Data entries
═══

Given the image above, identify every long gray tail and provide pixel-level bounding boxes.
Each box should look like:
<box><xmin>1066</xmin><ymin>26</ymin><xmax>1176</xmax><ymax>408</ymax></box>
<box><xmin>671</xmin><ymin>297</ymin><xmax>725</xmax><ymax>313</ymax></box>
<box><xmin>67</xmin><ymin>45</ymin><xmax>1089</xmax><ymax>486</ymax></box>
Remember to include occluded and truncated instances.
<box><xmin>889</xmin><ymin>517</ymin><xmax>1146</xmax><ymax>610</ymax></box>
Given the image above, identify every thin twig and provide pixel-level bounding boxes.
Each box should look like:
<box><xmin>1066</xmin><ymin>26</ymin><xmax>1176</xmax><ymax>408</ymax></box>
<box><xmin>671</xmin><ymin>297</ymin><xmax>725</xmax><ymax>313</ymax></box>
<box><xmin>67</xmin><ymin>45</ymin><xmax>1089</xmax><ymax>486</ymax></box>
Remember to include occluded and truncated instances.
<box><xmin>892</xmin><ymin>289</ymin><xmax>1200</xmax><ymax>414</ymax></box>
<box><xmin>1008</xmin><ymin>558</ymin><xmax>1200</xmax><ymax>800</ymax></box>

═══

== Task goal ==
Reproduce the lines above word for word.

== Completed task ==
Given the image above, identify every long gray tail and provide pixel-level bounding boxes.
Each box should look like:
<box><xmin>1066</xmin><ymin>26</ymin><xmax>1176</xmax><ymax>408</ymax></box>
<box><xmin>671</xmin><ymin>297</ymin><xmax>725</xmax><ymax>313</ymax></box>
<box><xmin>67</xmin><ymin>45</ymin><xmax>1089</xmax><ymax>486</ymax></box>
Remember to include occluded and truncated instances.
<box><xmin>889</xmin><ymin>517</ymin><xmax>1146</xmax><ymax>610</ymax></box>
Given the image above, identify every thin twig and provide pixel-level bounding boxes.
Each box should look like:
<box><xmin>1066</xmin><ymin>26</ymin><xmax>1176</xmax><ymax>408</ymax></box>
<box><xmin>671</xmin><ymin>297</ymin><xmax>725</xmax><ymax>313</ymax></box>
<box><xmin>67</xmin><ymin>45</ymin><xmax>1089</xmax><ymax>486</ymax></box>
Remember to include occluded and truncated instances.
<box><xmin>892</xmin><ymin>289</ymin><xmax>1200</xmax><ymax>414</ymax></box>
<box><xmin>1008</xmin><ymin>558</ymin><xmax>1200</xmax><ymax>800</ymax></box>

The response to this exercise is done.